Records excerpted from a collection
====================
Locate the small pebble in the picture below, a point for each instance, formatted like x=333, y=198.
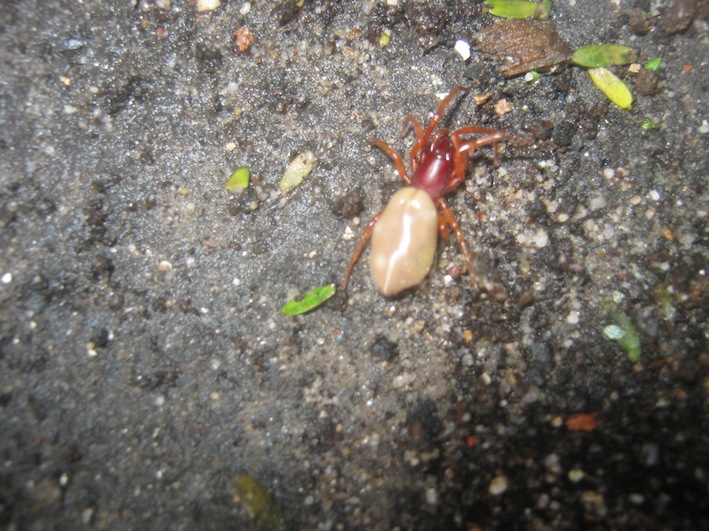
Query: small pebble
x=498, y=485
x=463, y=49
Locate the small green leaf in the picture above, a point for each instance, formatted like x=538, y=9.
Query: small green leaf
x=310, y=300
x=384, y=38
x=258, y=503
x=518, y=9
x=604, y=55
x=653, y=64
x=299, y=168
x=612, y=87
x=239, y=180
x=623, y=332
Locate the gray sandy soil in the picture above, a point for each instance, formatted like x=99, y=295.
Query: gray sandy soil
x=144, y=359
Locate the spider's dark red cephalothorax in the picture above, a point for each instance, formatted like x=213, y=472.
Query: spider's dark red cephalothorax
x=405, y=233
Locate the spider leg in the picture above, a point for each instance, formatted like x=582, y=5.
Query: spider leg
x=453, y=224
x=366, y=234
x=439, y=113
x=463, y=149
x=410, y=121
x=394, y=156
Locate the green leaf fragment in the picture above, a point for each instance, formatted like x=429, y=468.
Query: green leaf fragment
x=653, y=64
x=519, y=9
x=239, y=180
x=384, y=38
x=604, y=55
x=623, y=332
x=258, y=503
x=614, y=89
x=309, y=301
x=299, y=168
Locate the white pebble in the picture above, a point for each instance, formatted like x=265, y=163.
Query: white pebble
x=498, y=485
x=541, y=238
x=597, y=203
x=207, y=5
x=573, y=317
x=463, y=49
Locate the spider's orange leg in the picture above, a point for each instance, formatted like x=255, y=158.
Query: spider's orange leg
x=366, y=234
x=394, y=156
x=410, y=121
x=439, y=113
x=453, y=224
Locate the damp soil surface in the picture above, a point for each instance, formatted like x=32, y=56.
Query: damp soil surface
x=144, y=359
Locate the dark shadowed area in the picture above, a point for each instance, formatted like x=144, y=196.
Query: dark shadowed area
x=144, y=359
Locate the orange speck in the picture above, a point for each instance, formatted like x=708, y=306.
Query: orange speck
x=582, y=422
x=244, y=38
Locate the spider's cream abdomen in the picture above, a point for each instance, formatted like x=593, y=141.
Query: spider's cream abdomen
x=404, y=241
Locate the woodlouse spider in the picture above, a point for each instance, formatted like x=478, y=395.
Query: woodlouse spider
x=405, y=233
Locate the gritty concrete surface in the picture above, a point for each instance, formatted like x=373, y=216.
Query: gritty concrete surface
x=144, y=361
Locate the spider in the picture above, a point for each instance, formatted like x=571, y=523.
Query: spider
x=405, y=233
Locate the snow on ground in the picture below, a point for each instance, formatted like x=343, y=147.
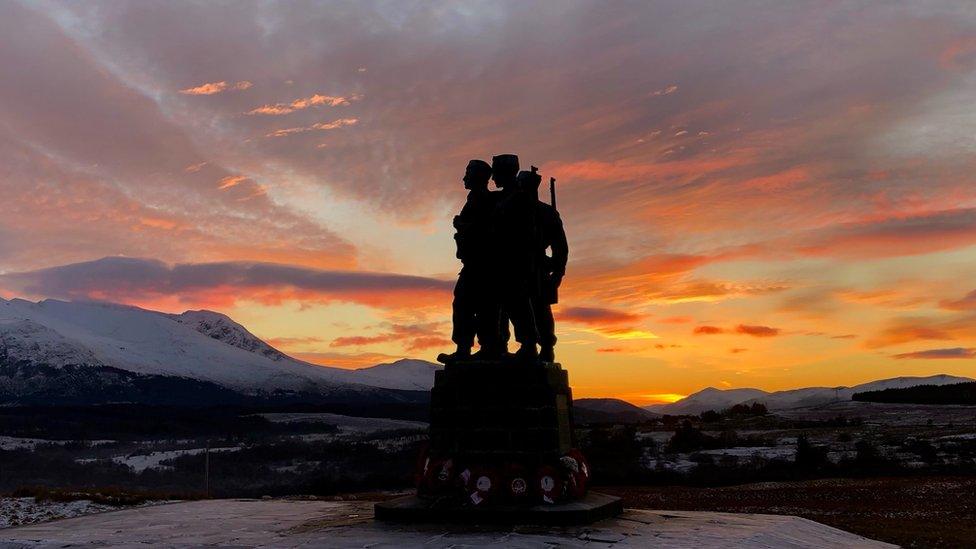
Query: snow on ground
x=764, y=452
x=19, y=443
x=153, y=460
x=284, y=523
x=20, y=511
x=347, y=424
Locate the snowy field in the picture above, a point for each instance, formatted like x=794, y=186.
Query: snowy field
x=347, y=424
x=20, y=511
x=289, y=523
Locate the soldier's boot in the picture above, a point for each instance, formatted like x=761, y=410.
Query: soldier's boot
x=527, y=354
x=487, y=353
x=547, y=353
x=462, y=353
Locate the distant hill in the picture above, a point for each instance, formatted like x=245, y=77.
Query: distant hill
x=719, y=399
x=56, y=352
x=608, y=410
x=956, y=393
x=709, y=398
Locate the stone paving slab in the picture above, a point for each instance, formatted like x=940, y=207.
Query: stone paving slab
x=296, y=523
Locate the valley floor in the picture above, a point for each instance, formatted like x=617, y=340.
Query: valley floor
x=908, y=511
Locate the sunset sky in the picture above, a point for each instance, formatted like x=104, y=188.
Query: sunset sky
x=756, y=193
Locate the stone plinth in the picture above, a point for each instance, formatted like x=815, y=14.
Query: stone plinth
x=500, y=411
x=591, y=508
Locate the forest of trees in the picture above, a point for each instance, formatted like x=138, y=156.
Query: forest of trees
x=957, y=393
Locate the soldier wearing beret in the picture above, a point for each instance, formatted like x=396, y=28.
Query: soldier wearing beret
x=474, y=309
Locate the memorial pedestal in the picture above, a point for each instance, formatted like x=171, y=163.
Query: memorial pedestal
x=501, y=412
x=501, y=451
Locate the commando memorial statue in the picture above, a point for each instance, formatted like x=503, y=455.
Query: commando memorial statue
x=501, y=423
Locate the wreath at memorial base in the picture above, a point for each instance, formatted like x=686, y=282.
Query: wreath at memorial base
x=482, y=484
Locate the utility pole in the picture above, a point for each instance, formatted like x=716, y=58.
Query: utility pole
x=206, y=471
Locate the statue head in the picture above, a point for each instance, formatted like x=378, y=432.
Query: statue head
x=504, y=168
x=528, y=181
x=476, y=175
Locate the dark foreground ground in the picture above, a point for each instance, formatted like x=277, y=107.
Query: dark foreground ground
x=911, y=512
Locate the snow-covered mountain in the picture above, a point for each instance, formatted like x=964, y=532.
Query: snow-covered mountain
x=42, y=341
x=608, y=410
x=406, y=373
x=709, y=398
x=718, y=399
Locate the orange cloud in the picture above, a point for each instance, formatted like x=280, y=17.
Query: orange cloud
x=745, y=329
x=597, y=316
x=956, y=352
x=343, y=360
x=907, y=330
x=212, y=88
x=304, y=103
x=321, y=126
x=416, y=337
x=231, y=181
x=966, y=303
x=223, y=285
x=757, y=331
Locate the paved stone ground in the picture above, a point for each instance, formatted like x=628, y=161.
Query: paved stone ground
x=293, y=523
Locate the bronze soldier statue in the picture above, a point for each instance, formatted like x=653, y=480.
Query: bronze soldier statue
x=549, y=269
x=515, y=253
x=474, y=306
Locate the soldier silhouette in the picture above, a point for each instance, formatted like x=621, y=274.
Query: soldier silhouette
x=549, y=269
x=475, y=304
x=515, y=250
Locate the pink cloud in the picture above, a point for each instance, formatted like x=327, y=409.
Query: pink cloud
x=211, y=88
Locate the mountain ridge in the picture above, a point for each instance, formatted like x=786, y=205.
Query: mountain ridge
x=99, y=340
x=712, y=398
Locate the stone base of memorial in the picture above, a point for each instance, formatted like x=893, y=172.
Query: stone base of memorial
x=501, y=451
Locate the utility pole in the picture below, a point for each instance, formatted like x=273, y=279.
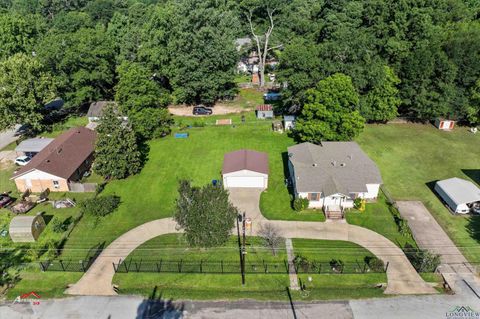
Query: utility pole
x=242, y=245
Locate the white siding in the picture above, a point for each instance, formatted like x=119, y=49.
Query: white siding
x=245, y=179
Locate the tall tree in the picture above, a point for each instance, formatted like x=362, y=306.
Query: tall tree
x=330, y=112
x=26, y=88
x=205, y=214
x=137, y=88
x=261, y=17
x=83, y=62
x=198, y=66
x=115, y=140
x=381, y=103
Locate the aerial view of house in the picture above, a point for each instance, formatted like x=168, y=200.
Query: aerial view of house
x=333, y=174
x=62, y=161
x=245, y=168
x=239, y=159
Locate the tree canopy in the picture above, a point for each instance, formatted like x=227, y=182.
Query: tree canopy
x=330, y=112
x=205, y=214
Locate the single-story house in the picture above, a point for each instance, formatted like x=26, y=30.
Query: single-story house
x=245, y=169
x=333, y=174
x=460, y=195
x=264, y=111
x=26, y=229
x=445, y=125
x=64, y=160
x=289, y=122
x=32, y=146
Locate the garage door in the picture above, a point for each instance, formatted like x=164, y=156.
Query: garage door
====================
**Your objective:**
Reproduce each line of the records exactly and exclude any images.

**Exercise result:**
Locate the small pebble in the picture below, a point for each instance, formatted like x=333, y=198.
Query: small pebble
x=498, y=485
x=463, y=49
Locate the small green leaf in the picture above, a point for each instance, formatted like x=538, y=9.
Query: small green leaf
x=310, y=300
x=384, y=38
x=258, y=503
x=518, y=9
x=604, y=55
x=653, y=64
x=299, y=168
x=612, y=87
x=239, y=180
x=623, y=332
Locate the gray sandy soil in the picture above, a point for each instance, formatted like x=99, y=295.
Query: gray sandy soil
x=144, y=359
Locate the spider's dark red cephalothorax in the picture above, a point for each instance, formatted like x=213, y=472.
Query: spider's dark red cephalothorax
x=405, y=233
Locate the spider leg in the picture above, a point for each instance, formatted like x=582, y=5.
Query: spider leg
x=453, y=224
x=366, y=234
x=439, y=113
x=463, y=149
x=410, y=121
x=394, y=156
Locate the green leaf fragment in the picture above, a point for each instance, formatted like x=429, y=468.
Query: green leaf fragment
x=653, y=64
x=519, y=9
x=239, y=180
x=384, y=38
x=604, y=55
x=623, y=332
x=258, y=503
x=614, y=89
x=309, y=301
x=299, y=168
Locate the white pebble in the picture above, a point for each instance, formatted like x=265, y=163.
Query: white pebble
x=498, y=485
x=541, y=238
x=597, y=203
x=207, y=5
x=573, y=317
x=463, y=49
Locate the spider's orange leg in the picture above, a point for each instance, formatted like x=255, y=158.
Query: spider's orange leg
x=366, y=234
x=394, y=156
x=410, y=121
x=439, y=113
x=453, y=224
Locate the damp soil surface in the picture above, a point for each instance, formatted like x=32, y=56.
Query: damp soil surface
x=144, y=359
Locate the dark shadowed area in the picture above, a point for each instance, formatted like x=144, y=196.
Query: dark shadowed area
x=144, y=359
Locate the orange speck in the picture above, a point for each instance, formatted like x=708, y=306.
Query: orange speck
x=582, y=422
x=244, y=38
Locate the spider's cream abdomen in the picture above, a point for each instance, formatted like x=593, y=141.
Query: spider's cream abdomen
x=404, y=241
Locate the woodlouse spider in the picture above, a point for each instance, formatted like x=478, y=395.
Query: woodlouse spider
x=405, y=233
Locate the gritty concrete surface in the picture above, a point for each instance, formatted like x=373, y=216.
Query: gritty concrete surface
x=144, y=361
Locate the spider in the picture above, a point for each instance, formatted like x=571, y=523.
Query: spider
x=405, y=233
Locate the snow on ground in the picture below, a point for each instance, formatted like x=343, y=147.
Query: snow on ground
x=764, y=452
x=19, y=443
x=153, y=460
x=284, y=523
x=20, y=511
x=347, y=424
Locate the snowy field in the picture above, a point for each instance, formatted like x=794, y=186.
Query: snowy field
x=347, y=424
x=20, y=511
x=289, y=523
Locate the soldier's boot in the picture above, a point for each instance, formatted like x=761, y=410.
Query: soldier's boot
x=527, y=354
x=487, y=353
x=547, y=353
x=462, y=353
Locate the distant hill in the picture above, a point for each instance, formatted like x=245, y=77.
Query: distant hill
x=719, y=399
x=56, y=352
x=608, y=410
x=956, y=393
x=709, y=398
Locate the stone paving slab in the picture above, a point for each instance, formatted like x=940, y=207.
Query: stone paving slab
x=296, y=523
Locate the valley floor in the picture above, a point for each instance, formatted like x=617, y=340.
Query: valley floor
x=908, y=511
Locate the sunset sky in the picture above, a point for each instance, formatted like x=104, y=188.
Query: sunset sky
x=756, y=193
Locate the stone plinth in the picture above, a point for each instance, formatted like x=815, y=14.
Query: stone plinth
x=500, y=411
x=591, y=508
Locate the forest of trees in the picture above, a point for each instance, formatted like x=138, y=156.
Query: forest of trees
x=957, y=393
Locate the soldier wearing beret in the picture above, a point for each instance, formatted like x=396, y=28.
Query: soldier wearing beret
x=474, y=309
Locate the memorial pedestal in the picture above, a point for each instance, formatted like x=171, y=163.
Query: memorial pedestal
x=501, y=412
x=501, y=451
Locate the commando memorial statue in the picture above, a point for each instance, formatted like x=503, y=455.
Query: commando memorial statue
x=501, y=423
Locate the wreath at memorial base in the picture above, a point for each instance, formatted like x=686, y=282.
Query: wreath at memorial base
x=482, y=484
Locate the utility pole in the picture above, a point for each instance, formatted like x=716, y=58.
Query: utility pole
x=206, y=471
Locate the statue head in the picture above, a point for each instance, formatted like x=378, y=432.
Query: statue head
x=504, y=168
x=528, y=181
x=476, y=175
Locate the dark foreground ground in the picture above, a point for each instance, formatted like x=277, y=107.
Query: dark foreground ground
x=911, y=512
Locate the snow-covered mountain in the picture above, a point for each instance, formatted like x=964, y=532.
Query: snow-covered mountain
x=42, y=341
x=608, y=410
x=406, y=373
x=709, y=398
x=718, y=399
Locate the orange cloud in the picture above, a point for each instance, formatted like x=280, y=17.
Query: orange cloud
x=745, y=329
x=597, y=316
x=956, y=352
x=343, y=360
x=907, y=330
x=212, y=88
x=304, y=103
x=321, y=126
x=416, y=337
x=231, y=181
x=966, y=303
x=223, y=285
x=757, y=331
Locate the paved stone ground in the picture above, a point for each instance, formatted like x=628, y=161.
Query: paved stone ground
x=293, y=523
Locate the bronze soldier statue in the picture above, a point for each instance, formatted like x=653, y=480.
Query: bronze soldier statue
x=549, y=269
x=515, y=253
x=474, y=306
Locate the soldier silhouette in the picture above, a point for each instance, formatted like x=621, y=274.
Query: soldier silhouette
x=549, y=269
x=475, y=304
x=515, y=250
Locate the pink cloud in the picture above, a point for each instance, formatted like x=327, y=409.
Query: pink cloud
x=211, y=88
Locate the mountain ridge in the picture above, a point for each instance, formatted like x=786, y=205.
Query: mountain ridge
x=99, y=340
x=712, y=398
Locate the stone base of memorial in the picture above, a point for each instance, formatted like x=893, y=172.
Query: stone base of memorial
x=501, y=451
Locate the utility pole in the picture below, a point for each instance, formatted like x=273, y=279.
Query: utility pole
x=242, y=245
Locate the white siding in the picture above, a point for each instance, formatted like x=119, y=49.
Query: white siding
x=245, y=179
Locate the tall tree in the picture above, a point for each instance, formatted like x=362, y=306.
Query: tall tree
x=330, y=112
x=26, y=88
x=205, y=214
x=137, y=88
x=261, y=17
x=83, y=62
x=198, y=66
x=115, y=140
x=381, y=103
Locate the aerial view of house in the picture above, a point for each instance, formatted like x=168, y=200.
Query: aerial view of house
x=333, y=174
x=62, y=161
x=245, y=168
x=239, y=159
Locate the tree canopy in the picture above, a point for each instance, formatted like x=227, y=182.
Query: tree canopy
x=330, y=112
x=205, y=214
Locate the single-story house in the picture above, a point for each instance, formatted like x=26, y=30.
Query: single-story house
x=245, y=169
x=333, y=174
x=460, y=195
x=264, y=111
x=26, y=229
x=445, y=125
x=64, y=160
x=289, y=122
x=32, y=146
Locate the garage door in the picture above, a point for each instance, formatted like x=164, y=156.
Query: garage door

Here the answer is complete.